• LISTED ENTRIES:

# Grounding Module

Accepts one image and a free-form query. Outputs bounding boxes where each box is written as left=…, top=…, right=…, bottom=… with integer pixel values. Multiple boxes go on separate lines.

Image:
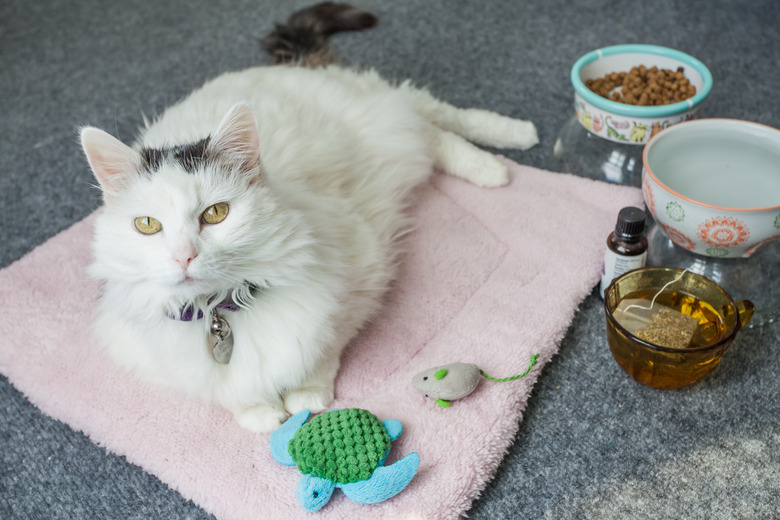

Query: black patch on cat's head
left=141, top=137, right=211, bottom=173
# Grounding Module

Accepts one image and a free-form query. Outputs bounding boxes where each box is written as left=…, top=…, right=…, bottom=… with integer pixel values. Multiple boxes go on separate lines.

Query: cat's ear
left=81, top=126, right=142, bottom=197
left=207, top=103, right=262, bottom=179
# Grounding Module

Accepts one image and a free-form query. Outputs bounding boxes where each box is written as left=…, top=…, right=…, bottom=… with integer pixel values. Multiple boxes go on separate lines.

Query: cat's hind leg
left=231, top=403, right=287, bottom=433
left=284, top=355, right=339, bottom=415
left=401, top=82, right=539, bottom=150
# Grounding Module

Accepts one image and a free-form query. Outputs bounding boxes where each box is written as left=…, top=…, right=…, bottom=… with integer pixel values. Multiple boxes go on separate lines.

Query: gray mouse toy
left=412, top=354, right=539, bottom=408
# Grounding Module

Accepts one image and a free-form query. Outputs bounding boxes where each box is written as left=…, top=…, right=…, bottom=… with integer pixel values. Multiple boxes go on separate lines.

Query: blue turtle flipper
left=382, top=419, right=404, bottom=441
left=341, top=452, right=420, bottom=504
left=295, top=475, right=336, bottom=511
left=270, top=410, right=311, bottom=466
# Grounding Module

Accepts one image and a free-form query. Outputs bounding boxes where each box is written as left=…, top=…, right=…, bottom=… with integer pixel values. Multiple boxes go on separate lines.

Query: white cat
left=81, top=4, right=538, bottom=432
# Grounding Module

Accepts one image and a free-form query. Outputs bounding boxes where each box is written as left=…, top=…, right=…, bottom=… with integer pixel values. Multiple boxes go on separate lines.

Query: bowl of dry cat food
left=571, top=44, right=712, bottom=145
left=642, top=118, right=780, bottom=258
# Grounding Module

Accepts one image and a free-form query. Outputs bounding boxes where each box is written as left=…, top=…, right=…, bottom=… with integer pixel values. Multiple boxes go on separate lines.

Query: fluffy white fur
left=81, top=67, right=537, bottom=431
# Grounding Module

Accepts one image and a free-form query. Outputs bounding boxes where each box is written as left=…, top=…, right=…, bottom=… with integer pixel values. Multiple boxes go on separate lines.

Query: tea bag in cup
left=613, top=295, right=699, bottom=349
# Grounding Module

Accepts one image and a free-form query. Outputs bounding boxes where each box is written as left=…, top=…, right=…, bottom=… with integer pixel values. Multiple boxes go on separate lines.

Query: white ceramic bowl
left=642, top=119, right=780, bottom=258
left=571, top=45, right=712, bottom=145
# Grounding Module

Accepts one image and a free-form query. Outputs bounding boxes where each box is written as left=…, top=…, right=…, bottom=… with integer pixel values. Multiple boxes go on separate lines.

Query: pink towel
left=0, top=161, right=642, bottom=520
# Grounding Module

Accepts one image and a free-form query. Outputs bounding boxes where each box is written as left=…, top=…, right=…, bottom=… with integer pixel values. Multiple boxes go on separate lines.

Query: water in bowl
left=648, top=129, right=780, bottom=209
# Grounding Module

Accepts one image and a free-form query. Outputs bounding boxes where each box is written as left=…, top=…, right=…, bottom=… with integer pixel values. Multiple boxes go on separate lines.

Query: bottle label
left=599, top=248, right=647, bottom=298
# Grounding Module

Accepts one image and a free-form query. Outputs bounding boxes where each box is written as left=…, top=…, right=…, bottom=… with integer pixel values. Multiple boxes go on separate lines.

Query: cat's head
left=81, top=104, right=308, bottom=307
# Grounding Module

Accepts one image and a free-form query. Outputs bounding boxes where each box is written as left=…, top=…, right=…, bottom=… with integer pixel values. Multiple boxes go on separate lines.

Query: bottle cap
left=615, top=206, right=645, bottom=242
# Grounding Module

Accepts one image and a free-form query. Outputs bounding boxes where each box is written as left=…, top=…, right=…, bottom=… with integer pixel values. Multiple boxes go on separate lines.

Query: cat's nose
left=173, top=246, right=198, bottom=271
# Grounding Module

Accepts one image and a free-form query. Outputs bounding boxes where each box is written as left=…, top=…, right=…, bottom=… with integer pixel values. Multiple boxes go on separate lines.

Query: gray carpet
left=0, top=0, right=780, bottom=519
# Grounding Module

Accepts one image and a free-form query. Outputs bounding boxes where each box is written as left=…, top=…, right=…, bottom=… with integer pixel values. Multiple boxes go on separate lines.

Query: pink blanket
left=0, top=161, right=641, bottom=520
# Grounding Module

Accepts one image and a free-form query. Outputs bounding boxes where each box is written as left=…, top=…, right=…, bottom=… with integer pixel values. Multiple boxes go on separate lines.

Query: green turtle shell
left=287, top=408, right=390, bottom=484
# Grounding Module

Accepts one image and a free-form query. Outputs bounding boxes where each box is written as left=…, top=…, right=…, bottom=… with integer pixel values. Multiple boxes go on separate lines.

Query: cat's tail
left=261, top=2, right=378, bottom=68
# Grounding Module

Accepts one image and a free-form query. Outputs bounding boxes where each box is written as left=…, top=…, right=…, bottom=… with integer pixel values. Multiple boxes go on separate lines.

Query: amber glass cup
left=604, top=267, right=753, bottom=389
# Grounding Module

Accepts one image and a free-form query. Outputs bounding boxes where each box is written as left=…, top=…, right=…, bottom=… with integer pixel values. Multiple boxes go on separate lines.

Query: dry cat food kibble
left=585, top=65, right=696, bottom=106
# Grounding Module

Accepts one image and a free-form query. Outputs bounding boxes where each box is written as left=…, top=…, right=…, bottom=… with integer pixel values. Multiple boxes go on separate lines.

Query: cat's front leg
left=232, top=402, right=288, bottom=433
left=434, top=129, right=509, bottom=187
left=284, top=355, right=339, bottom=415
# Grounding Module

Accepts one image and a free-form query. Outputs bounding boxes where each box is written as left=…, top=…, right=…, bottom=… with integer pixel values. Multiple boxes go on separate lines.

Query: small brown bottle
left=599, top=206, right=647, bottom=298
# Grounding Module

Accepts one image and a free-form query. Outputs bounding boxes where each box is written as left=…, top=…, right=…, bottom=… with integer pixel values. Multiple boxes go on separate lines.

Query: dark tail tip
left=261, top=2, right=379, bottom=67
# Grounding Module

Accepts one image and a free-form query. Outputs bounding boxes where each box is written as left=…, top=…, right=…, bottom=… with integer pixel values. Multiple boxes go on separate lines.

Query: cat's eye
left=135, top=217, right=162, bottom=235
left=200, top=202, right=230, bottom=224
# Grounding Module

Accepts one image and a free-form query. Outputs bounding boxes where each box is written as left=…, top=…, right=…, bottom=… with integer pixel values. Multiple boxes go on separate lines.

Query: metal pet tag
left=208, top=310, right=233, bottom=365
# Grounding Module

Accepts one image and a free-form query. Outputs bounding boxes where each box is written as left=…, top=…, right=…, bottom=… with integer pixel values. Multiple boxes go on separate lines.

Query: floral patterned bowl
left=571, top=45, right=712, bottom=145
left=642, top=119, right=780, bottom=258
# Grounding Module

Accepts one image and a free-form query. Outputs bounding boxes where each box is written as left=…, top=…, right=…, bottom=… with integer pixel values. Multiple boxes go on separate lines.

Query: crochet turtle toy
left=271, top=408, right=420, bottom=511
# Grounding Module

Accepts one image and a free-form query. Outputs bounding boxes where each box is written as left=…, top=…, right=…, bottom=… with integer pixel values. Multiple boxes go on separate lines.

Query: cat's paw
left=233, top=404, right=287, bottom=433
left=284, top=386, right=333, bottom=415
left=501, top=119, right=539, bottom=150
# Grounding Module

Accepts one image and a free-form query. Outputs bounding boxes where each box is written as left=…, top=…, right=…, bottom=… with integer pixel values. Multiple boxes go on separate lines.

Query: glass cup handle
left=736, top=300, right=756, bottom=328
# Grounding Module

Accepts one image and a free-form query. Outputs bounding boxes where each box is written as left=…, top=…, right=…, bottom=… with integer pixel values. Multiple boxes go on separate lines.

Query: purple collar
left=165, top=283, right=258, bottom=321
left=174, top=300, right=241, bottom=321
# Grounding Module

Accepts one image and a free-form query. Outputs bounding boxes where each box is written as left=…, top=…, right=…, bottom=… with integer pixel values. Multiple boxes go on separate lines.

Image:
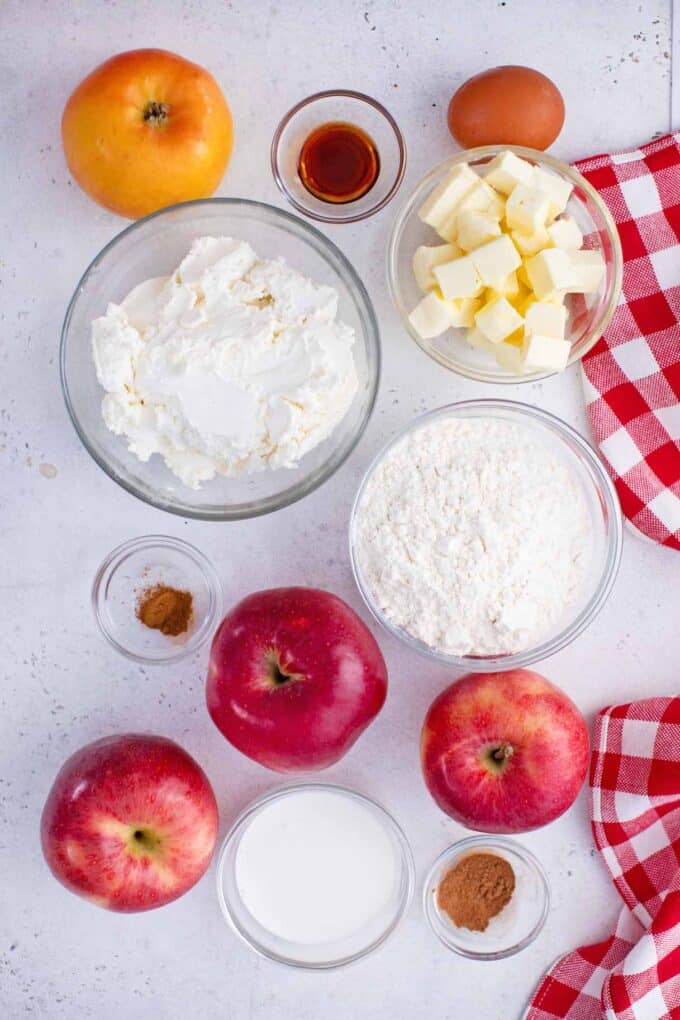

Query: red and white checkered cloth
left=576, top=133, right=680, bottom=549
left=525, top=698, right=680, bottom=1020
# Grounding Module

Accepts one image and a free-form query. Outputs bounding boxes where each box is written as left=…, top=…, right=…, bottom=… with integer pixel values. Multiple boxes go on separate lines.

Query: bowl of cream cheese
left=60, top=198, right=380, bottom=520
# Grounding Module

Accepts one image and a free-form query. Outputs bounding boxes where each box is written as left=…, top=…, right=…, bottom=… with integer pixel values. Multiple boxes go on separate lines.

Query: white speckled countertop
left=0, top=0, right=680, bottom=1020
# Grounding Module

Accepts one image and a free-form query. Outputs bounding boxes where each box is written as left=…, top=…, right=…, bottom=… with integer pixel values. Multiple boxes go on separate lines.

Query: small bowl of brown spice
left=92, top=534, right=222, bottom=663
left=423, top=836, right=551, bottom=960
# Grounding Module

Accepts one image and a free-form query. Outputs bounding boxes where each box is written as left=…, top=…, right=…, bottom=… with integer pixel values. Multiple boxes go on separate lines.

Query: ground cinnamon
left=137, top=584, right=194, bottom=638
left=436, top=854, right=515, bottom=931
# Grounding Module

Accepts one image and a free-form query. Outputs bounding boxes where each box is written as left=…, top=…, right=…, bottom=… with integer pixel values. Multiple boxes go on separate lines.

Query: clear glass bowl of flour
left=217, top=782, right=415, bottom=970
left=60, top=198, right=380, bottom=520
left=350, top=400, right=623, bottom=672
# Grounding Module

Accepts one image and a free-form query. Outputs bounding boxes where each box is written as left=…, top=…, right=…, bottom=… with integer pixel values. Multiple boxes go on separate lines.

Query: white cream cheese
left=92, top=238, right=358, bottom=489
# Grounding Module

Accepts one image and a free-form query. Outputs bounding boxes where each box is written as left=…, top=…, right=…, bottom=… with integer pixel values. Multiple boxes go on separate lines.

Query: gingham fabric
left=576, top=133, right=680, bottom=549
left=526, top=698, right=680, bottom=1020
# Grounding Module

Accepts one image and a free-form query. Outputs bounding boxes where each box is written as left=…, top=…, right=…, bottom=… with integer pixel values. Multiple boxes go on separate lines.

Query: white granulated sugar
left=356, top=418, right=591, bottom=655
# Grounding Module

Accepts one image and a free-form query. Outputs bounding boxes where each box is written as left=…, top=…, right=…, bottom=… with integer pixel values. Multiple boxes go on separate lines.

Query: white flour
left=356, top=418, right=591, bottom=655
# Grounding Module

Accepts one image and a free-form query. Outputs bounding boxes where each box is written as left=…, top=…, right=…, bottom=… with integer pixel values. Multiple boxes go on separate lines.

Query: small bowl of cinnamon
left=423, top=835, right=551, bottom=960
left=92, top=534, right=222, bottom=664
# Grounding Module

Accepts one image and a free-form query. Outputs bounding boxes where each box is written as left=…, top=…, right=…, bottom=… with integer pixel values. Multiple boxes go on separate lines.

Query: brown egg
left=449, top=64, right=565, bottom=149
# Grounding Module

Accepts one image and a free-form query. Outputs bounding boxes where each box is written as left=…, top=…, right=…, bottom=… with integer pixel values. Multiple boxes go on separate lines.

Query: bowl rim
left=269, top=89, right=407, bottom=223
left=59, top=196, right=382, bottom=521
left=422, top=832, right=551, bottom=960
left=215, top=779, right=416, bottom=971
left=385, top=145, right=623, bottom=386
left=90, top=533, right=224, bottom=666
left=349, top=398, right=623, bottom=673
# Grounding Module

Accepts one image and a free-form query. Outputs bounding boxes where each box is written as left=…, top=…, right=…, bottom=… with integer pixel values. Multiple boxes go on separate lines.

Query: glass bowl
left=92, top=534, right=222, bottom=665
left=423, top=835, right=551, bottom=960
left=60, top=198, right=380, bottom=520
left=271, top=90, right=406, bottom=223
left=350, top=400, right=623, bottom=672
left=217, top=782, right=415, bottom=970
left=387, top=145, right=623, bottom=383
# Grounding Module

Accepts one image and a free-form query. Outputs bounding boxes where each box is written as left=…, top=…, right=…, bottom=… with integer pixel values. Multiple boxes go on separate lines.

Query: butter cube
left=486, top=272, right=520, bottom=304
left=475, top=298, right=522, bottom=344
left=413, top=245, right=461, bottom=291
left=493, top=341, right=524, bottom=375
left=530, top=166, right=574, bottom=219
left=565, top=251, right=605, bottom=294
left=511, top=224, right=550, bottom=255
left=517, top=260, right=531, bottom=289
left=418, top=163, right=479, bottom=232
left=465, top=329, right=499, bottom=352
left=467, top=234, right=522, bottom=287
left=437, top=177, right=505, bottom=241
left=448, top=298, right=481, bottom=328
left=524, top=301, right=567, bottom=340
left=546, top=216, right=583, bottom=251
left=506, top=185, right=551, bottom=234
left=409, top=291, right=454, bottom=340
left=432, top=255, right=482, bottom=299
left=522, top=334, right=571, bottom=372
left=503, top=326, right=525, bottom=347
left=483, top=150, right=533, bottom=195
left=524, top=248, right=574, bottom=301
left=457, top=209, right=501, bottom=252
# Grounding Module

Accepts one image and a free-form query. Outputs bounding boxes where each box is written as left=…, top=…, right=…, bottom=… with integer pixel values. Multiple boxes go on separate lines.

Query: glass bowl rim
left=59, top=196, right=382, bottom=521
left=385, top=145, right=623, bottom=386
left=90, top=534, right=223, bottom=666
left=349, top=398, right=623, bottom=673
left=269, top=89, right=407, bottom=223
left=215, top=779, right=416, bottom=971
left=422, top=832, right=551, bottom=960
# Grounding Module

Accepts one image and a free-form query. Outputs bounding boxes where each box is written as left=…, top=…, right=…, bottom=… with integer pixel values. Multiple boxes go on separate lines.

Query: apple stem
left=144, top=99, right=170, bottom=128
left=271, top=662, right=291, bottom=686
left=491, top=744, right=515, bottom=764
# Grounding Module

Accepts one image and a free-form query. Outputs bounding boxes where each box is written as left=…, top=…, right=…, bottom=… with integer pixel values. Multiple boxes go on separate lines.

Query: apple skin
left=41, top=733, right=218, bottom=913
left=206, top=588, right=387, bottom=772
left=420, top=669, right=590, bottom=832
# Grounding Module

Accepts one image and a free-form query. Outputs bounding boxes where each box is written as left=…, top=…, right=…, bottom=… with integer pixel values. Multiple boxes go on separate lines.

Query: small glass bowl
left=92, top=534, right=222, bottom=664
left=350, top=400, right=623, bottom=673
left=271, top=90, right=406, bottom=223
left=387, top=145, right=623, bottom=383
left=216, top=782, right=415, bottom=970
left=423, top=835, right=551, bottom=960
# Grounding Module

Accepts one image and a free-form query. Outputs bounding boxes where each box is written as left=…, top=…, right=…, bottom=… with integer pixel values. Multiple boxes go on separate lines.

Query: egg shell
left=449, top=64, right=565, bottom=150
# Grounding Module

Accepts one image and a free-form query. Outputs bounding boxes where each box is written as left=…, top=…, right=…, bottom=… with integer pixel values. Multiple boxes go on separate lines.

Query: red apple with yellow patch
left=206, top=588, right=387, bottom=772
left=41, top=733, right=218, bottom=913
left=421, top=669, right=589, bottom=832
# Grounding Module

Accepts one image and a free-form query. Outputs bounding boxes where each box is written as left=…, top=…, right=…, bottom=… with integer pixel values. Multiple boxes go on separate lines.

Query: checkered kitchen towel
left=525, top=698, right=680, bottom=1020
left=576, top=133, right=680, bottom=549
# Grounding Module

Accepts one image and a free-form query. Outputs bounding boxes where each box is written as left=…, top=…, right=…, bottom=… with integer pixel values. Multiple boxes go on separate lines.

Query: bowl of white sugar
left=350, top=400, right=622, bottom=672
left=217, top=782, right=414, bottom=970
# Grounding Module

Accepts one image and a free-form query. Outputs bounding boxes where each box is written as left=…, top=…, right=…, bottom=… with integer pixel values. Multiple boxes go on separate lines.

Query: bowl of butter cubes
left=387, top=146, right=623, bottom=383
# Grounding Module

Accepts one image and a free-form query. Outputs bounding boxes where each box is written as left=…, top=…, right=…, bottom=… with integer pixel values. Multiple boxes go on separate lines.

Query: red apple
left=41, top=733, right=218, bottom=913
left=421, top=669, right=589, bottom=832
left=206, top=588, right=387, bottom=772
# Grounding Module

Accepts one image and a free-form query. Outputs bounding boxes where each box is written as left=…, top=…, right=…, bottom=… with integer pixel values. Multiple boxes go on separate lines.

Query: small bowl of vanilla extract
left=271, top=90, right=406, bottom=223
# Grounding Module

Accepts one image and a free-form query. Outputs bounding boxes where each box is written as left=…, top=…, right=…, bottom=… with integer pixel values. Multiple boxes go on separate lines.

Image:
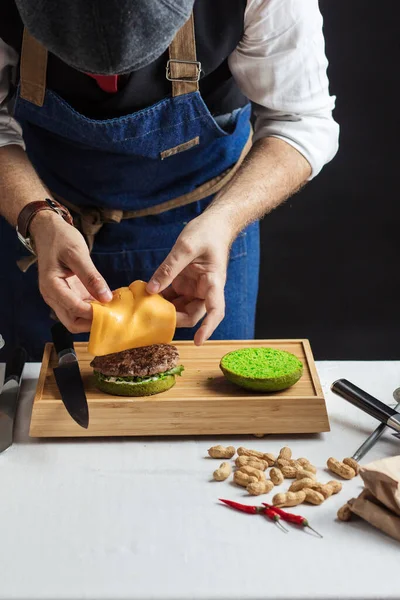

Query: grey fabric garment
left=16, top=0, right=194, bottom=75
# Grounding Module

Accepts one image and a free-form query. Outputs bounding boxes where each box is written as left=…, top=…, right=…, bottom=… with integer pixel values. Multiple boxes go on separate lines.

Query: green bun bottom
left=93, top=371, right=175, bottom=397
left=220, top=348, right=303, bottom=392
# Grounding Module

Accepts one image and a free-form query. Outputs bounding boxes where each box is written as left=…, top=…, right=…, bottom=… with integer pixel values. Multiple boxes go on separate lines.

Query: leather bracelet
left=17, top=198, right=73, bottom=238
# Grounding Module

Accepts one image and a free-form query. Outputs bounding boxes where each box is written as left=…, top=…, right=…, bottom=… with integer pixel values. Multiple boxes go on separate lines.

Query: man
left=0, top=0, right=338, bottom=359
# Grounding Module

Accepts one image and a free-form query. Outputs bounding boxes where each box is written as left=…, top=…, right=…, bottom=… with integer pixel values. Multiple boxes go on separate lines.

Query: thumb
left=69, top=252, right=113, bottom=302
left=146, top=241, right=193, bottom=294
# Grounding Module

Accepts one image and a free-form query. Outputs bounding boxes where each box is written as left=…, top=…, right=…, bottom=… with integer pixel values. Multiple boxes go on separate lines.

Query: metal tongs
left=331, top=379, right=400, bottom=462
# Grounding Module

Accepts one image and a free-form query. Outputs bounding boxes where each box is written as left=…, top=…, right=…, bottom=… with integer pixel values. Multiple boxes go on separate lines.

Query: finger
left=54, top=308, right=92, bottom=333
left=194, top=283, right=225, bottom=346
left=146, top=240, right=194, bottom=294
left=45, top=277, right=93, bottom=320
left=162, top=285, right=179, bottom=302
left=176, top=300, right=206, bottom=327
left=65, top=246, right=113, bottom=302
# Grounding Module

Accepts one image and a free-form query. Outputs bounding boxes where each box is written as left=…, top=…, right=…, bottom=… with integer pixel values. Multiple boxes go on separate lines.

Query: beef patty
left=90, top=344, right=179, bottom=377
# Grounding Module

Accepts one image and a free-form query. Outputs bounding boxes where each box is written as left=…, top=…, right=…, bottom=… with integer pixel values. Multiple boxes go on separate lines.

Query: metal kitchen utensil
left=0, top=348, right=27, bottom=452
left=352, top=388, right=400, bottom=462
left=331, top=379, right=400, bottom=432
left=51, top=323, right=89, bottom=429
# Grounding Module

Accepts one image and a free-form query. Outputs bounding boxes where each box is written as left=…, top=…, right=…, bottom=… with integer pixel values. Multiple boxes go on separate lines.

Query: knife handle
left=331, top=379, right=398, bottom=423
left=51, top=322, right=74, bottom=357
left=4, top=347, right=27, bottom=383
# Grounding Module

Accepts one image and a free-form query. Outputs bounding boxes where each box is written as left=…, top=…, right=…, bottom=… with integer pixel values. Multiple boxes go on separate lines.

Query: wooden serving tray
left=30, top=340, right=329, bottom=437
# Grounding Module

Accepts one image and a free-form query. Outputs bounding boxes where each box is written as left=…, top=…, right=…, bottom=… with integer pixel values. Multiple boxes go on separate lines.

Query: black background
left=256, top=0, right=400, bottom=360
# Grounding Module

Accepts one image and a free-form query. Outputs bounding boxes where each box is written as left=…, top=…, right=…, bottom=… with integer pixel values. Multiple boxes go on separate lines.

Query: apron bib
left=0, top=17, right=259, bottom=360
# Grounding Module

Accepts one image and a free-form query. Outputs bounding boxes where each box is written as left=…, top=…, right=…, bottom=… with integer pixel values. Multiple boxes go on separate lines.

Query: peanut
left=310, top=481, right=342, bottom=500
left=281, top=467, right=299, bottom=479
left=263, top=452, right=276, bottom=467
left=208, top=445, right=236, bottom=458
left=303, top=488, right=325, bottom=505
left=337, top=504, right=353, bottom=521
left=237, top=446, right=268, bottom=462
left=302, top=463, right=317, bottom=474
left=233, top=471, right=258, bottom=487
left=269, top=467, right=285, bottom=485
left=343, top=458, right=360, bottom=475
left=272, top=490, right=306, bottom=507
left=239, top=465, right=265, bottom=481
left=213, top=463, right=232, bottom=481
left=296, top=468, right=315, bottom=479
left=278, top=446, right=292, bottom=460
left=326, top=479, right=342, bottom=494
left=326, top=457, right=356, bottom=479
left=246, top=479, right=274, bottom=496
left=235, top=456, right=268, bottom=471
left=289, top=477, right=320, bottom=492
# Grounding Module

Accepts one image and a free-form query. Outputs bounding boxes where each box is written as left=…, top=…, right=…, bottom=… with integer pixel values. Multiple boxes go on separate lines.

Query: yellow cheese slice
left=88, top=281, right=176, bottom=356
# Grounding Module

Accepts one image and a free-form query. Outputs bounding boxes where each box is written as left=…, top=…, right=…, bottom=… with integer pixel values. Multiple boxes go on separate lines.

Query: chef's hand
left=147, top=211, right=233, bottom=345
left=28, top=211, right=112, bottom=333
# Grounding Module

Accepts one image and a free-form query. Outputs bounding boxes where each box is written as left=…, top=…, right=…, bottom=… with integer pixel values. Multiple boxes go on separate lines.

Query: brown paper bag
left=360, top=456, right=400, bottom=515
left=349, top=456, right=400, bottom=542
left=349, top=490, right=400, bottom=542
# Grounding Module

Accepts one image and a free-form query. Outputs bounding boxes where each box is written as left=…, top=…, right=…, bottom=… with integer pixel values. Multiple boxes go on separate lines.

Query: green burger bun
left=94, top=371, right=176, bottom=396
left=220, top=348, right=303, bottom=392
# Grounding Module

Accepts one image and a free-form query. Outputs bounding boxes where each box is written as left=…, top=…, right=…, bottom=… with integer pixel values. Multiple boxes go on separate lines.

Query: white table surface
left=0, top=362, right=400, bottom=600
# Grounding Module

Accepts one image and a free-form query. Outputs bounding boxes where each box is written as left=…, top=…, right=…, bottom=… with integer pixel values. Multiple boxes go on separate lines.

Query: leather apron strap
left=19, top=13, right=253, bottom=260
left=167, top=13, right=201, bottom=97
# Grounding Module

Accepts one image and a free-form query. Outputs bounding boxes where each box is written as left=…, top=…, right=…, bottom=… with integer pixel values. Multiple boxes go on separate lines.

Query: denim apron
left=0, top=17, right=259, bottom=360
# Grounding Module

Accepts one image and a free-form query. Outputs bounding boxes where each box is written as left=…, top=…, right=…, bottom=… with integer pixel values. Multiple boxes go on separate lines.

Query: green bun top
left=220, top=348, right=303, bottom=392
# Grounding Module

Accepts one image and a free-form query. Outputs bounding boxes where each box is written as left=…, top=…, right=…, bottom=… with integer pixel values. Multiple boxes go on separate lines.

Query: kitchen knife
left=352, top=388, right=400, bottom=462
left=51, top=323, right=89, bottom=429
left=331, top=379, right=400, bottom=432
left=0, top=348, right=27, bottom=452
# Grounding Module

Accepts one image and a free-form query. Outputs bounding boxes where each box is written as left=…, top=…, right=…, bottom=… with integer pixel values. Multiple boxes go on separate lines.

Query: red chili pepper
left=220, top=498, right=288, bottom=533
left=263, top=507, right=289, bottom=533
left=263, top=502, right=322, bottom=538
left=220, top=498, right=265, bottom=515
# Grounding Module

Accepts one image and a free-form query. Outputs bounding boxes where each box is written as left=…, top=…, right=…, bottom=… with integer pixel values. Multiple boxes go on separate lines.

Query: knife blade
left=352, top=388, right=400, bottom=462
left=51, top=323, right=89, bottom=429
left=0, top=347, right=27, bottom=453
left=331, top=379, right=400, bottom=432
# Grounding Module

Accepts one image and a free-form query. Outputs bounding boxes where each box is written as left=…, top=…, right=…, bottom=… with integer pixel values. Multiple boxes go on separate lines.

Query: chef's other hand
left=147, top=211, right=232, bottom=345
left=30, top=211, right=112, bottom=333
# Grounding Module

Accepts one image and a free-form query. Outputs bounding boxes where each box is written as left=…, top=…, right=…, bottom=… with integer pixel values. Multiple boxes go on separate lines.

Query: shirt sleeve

• EXERCISE INSTRUCTIONS:
Arrange the lines of the records as a numbered list, beginning with the first line of the records and ending with the line that contains "left=270, top=410, right=311, bottom=466", inclusive, and leaving out blank lines. Omit the pictures from your answer.

• COMPLETE ANSWER:
1. # Grounding Module
2. Accepts one image and a free-form query. Outputs bounding boxes where each box is written as left=…, top=…, right=…, bottom=… with integer pixel values. Multiple boxes go on separate lines.
3. Image:
4. Query: black patch on cat's head
5. left=141, top=137, right=211, bottom=173
6. # Grounding Module
7. Accepts one image and a free-form query. Outputs bounding boxes where each box is written as left=…, top=…, right=…, bottom=… with integer pixel values. Multiple boxes go on separate lines.
8. Query: cat's ear
9. left=81, top=126, right=142, bottom=197
10. left=207, top=103, right=262, bottom=179
11. # Grounding Module
12. Accepts one image and a free-form query. Outputs bounding boxes where each box is written as left=…, top=…, right=…, bottom=… with integer pixel values. Multiple boxes go on separate lines.
13. Query: cat's hind leg
14. left=231, top=403, right=287, bottom=433
15. left=284, top=355, right=339, bottom=415
16. left=401, top=82, right=539, bottom=150
17. # Grounding Module
18. Accepts one image and a free-form query. Outputs bounding boxes where each box is written as left=…, top=…, right=…, bottom=… with integer pixel values. Multiple boxes go on separate lines.
19. Query: gray mouse toy
20. left=412, top=354, right=539, bottom=408
21. # Grounding Module
22. Accepts one image and a free-form query. Outputs bounding boxes where each box is written as left=…, top=…, right=…, bottom=… with integer pixel values. Multiple boxes go on separate lines.
23. Query: blue turtle flipper
24. left=382, top=419, right=404, bottom=441
25. left=341, top=452, right=420, bottom=504
26. left=295, top=475, right=336, bottom=511
27. left=270, top=410, right=311, bottom=466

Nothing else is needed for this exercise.